**AIM OF THE TASK**
Write out the records word for word.

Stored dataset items
============================================================

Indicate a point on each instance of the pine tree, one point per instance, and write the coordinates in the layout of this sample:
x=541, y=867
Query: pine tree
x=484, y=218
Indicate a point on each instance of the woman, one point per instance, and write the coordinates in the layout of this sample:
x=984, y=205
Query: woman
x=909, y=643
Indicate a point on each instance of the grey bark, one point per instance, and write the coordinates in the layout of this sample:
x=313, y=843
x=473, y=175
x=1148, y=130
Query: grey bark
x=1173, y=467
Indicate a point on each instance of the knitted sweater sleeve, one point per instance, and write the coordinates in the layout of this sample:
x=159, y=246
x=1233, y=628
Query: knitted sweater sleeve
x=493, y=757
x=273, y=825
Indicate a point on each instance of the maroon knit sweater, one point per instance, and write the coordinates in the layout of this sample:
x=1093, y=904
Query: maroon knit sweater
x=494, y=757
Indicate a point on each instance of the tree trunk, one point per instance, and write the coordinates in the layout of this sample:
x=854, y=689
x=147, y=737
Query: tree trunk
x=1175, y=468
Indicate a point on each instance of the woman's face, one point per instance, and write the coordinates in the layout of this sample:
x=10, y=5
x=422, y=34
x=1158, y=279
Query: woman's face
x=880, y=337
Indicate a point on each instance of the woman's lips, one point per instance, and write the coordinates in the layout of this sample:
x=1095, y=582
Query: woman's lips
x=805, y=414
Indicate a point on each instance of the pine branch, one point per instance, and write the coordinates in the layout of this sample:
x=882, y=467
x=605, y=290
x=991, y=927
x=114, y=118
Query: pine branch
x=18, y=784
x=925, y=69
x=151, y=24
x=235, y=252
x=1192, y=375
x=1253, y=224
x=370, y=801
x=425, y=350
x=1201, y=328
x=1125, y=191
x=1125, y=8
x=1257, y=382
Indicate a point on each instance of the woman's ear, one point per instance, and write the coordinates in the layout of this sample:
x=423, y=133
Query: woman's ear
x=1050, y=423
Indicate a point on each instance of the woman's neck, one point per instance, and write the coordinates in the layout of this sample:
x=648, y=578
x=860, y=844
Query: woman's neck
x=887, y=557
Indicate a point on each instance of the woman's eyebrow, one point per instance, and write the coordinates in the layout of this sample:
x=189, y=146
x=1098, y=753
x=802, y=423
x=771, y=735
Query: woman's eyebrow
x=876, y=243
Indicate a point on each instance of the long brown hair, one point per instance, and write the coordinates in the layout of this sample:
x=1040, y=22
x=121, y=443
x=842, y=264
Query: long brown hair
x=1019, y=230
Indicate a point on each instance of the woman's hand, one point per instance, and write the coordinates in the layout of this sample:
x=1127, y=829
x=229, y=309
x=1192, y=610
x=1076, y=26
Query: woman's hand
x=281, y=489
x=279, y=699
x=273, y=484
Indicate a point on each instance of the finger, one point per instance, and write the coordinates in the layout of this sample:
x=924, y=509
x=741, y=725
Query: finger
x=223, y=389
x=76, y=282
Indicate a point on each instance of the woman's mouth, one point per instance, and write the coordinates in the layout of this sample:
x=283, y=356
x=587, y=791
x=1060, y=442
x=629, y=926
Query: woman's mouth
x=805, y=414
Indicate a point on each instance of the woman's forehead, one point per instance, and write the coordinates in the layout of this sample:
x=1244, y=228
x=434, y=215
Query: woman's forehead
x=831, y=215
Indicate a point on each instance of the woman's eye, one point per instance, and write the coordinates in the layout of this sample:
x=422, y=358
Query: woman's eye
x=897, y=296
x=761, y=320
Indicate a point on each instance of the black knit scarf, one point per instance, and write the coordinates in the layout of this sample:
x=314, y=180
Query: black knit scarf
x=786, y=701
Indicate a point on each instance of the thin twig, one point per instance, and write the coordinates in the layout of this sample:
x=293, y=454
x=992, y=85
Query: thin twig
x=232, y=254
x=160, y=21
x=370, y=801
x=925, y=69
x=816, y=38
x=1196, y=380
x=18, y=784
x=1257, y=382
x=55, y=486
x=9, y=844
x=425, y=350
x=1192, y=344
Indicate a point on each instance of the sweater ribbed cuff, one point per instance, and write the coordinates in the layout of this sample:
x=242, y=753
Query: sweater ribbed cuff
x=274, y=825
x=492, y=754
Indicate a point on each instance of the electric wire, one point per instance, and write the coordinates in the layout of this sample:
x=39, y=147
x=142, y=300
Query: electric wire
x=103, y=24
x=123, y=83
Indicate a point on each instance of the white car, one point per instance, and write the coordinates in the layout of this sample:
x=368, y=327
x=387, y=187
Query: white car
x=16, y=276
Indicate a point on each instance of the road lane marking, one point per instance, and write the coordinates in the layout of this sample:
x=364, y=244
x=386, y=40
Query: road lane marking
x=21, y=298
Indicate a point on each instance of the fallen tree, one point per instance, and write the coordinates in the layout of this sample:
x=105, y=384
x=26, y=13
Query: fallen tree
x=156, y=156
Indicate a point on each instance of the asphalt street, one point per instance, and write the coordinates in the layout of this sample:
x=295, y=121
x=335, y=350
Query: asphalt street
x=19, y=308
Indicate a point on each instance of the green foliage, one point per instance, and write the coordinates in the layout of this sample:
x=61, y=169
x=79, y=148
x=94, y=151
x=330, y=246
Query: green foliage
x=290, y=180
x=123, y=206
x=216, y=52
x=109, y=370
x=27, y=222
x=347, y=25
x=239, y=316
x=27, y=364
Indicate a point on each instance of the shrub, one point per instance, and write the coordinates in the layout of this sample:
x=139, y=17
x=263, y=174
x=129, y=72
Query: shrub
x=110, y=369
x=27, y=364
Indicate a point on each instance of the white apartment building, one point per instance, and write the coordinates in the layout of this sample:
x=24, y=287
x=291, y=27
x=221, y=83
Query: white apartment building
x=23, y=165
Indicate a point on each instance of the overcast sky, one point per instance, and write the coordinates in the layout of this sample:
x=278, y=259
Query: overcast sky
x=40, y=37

============================================================

**RESULT**
Indicate a point on each instance of the pine tree, one point per instance, and write the coordinates in the layout of this sample:
x=541, y=867
Query: pine tree
x=484, y=218
Indicate a point on each instance of the woman, one point per instance, and write the coordinates in the layout of this sample:
x=984, y=205
Query: woman
x=909, y=643
Indicate a point on each instance of the grey bark, one point per instance, and write the coordinates in the layout of this sample:
x=313, y=843
x=473, y=175
x=1148, y=130
Query: grey bark
x=1173, y=467
Indicate a point on each instance of the knitted sweater sleeve, one point per instance, and write the coordinates in the layout of this sample:
x=159, y=246
x=1233, y=628
Query: knitted sweater sleeve
x=493, y=757
x=273, y=825
Indicate a point on each instance of the maroon knit sweater, one point per instance, and write the coordinates in the layout of this sample:
x=1093, y=904
Query: maroon knit sweater
x=494, y=757
Indicate a point on each instance of the tree trunk, one point per instance, and write the coordinates in the layout of this sample:
x=854, y=689
x=147, y=737
Query: tree trunk
x=1175, y=468
Indicate a point on each instance of the woman's face, one point per instance, and write the coordinates in the layout of this sample:
x=10, y=5
x=422, y=34
x=1158, y=279
Query: woman's face
x=880, y=337
Indicate a point on each instance of the woman's lips, one point per instance, and write the coordinates in the layout of this sample:
x=1095, y=582
Query: woman's lips
x=805, y=414
Indicate a point on each instance of the pine branch, one point per instance, and write the coordinates in the layout of this sample:
x=882, y=467
x=605, y=290
x=991, y=927
x=114, y=118
Query: pine branch
x=18, y=784
x=925, y=69
x=151, y=24
x=235, y=252
x=1192, y=375
x=1253, y=224
x=370, y=801
x=425, y=350
x=1201, y=328
x=1125, y=191
x=1125, y=8
x=1257, y=382
Indicate a point on each instance of the woman's ear, one point per instance, and write the coordinates in the layout of this sample:
x=423, y=133
Query: woman's ear
x=1050, y=423
Indicate a point on each instance of the woman's neck, one point per instance, and write the coordinates in the layout of this sample:
x=648, y=578
x=860, y=844
Query: woman's neck
x=887, y=557
Indicate a point on each instance of the woman's eyebrow, one point per instance, and write the coordinates in the layout of this sample:
x=189, y=146
x=1098, y=753
x=802, y=423
x=771, y=735
Query: woman's eyebrow
x=876, y=243
Indicate a point on each instance of the long brown hair, one point per instance, and write the coordinates in the layout of this sample:
x=1040, y=22
x=121, y=443
x=842, y=264
Query: long brown hair
x=1019, y=230
Indicate a point on each instance of the woman's hand, one point per instance, and write the coordinates in the layout of this sample:
x=1127, y=829
x=229, y=309
x=1192, y=610
x=1076, y=26
Query: woman's hand
x=281, y=489
x=279, y=699
x=273, y=484
Indicate a point on each instance of the finger, one point per instance, and write the coordinates in the layout of this sample:
x=924, y=509
x=741, y=725
Query: finger
x=223, y=389
x=76, y=282
Indicate a point on each instance of the woman's mouth, one point per instance, and write the coordinates in the layout of this sample:
x=283, y=356
x=587, y=791
x=1060, y=442
x=629, y=926
Query: woman's mouth
x=805, y=414
Indicate a point on each instance of the woman's forehead, one point per instance, and write the coordinates in the layout of this sample:
x=1244, y=228
x=434, y=215
Query: woman's forehead
x=831, y=215
Indicate a point on each instance of the woman's eye, one point per instance, and write the coordinates in the layout of this sample:
x=422, y=358
Query: woman's eye
x=897, y=296
x=761, y=320
Indicate a point on each instance of the black knit scarf, one point per instance, and write the coordinates in the layout of this sample:
x=314, y=180
Query: black knit scarf
x=786, y=701
Indicate a point on each instance of the thin twig, one point per instance, and write the coordinates in the layout of this sample:
x=293, y=454
x=992, y=85
Query: thin twig
x=232, y=254
x=160, y=21
x=370, y=801
x=925, y=69
x=816, y=38
x=1196, y=380
x=18, y=784
x=1257, y=382
x=55, y=486
x=9, y=844
x=425, y=350
x=1192, y=344
Indicate a point on each instance of the sweater ribbed cuff, one point per instance, and write the coordinates in the layout of this sample:
x=242, y=753
Query: sweater ribbed cuff
x=274, y=825
x=492, y=754
Indicate a point on each instance of the electric wire, one point per instance, and write the coordinates in the layout of this sample:
x=39, y=147
x=142, y=300
Query: electric wire
x=103, y=24
x=123, y=83
Indicate a point on each instance of the white car, one point per instance, and write the coordinates in the layout of this sample:
x=368, y=327
x=387, y=187
Query: white car
x=16, y=276
Indicate a point on each instance of the road lane marking, one point per instance, and write the coordinates in the layout of this sample:
x=364, y=244
x=386, y=40
Query: road lane marking
x=21, y=298
Indicate a point on each instance of the fallen tree, one point per instance, and write the coordinates in the layout of this sample:
x=105, y=384
x=26, y=13
Query: fallen tree
x=156, y=156
Indicate a point on each instance of the asphalt street, one point per instance, and write the coordinates in the layout of this sample:
x=295, y=121
x=335, y=350
Query: asphalt street
x=19, y=308
Indicate a point on each instance of the green foliage, one point per instance, and write the coordinates in the layout of this sample:
x=61, y=169
x=79, y=148
x=94, y=151
x=330, y=246
Query: green foliage
x=290, y=180
x=123, y=206
x=216, y=52
x=109, y=370
x=27, y=222
x=347, y=25
x=239, y=316
x=27, y=364
Indicate a point on each instance of the shrub, one point per instance, and write the coordinates in the layout of this sample:
x=139, y=17
x=263, y=174
x=129, y=72
Query: shrub
x=110, y=369
x=27, y=364
Indicate a point on each instance of the white apartment building, one point per instance, and write the coordinates in the layout of this sample:
x=24, y=287
x=291, y=27
x=221, y=83
Query: white apartment building
x=23, y=165
Indicate a point on each instance of the overcast sky, one point per instance, and write the coordinates in the layout of this sample:
x=278, y=259
Query: overcast sky
x=40, y=37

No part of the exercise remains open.